Source data:
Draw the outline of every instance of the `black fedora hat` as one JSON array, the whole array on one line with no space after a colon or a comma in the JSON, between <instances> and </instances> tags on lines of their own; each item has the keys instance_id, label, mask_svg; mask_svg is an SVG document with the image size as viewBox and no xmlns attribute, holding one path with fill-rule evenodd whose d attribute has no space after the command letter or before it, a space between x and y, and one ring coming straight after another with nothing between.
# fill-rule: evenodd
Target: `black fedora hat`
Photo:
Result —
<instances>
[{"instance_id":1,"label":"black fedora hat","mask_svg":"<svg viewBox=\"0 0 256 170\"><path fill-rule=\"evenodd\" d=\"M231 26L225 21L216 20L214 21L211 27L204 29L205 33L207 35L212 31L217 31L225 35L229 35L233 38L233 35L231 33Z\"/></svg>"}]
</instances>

To be done:
Can you rewrite the listing above with "Target" renamed to "Object" and everything else unchanged?

The solution:
Draw the outline of every instance of the `black fedora hat` as one JSON array, the whole array on one line with no space after a colon or a comma in the JSON, between <instances> and </instances> tags on lines of their own; each item has the keys instance_id, label, mask_svg; mask_svg is an SVG document with the image size as viewBox and no xmlns attribute, holding one path with fill-rule evenodd whose d attribute has no space after the command letter or before it, a space between x and y, and one ring coming straight after another with nothing between.
# fill-rule: evenodd
Object: `black fedora hat`
Photo:
Result —
<instances>
[{"instance_id":1,"label":"black fedora hat","mask_svg":"<svg viewBox=\"0 0 256 170\"><path fill-rule=\"evenodd\" d=\"M231 26L225 21L216 20L214 21L211 27L204 29L205 33L207 35L212 31L217 31L225 35L229 35L233 38L233 35L231 33Z\"/></svg>"}]
</instances>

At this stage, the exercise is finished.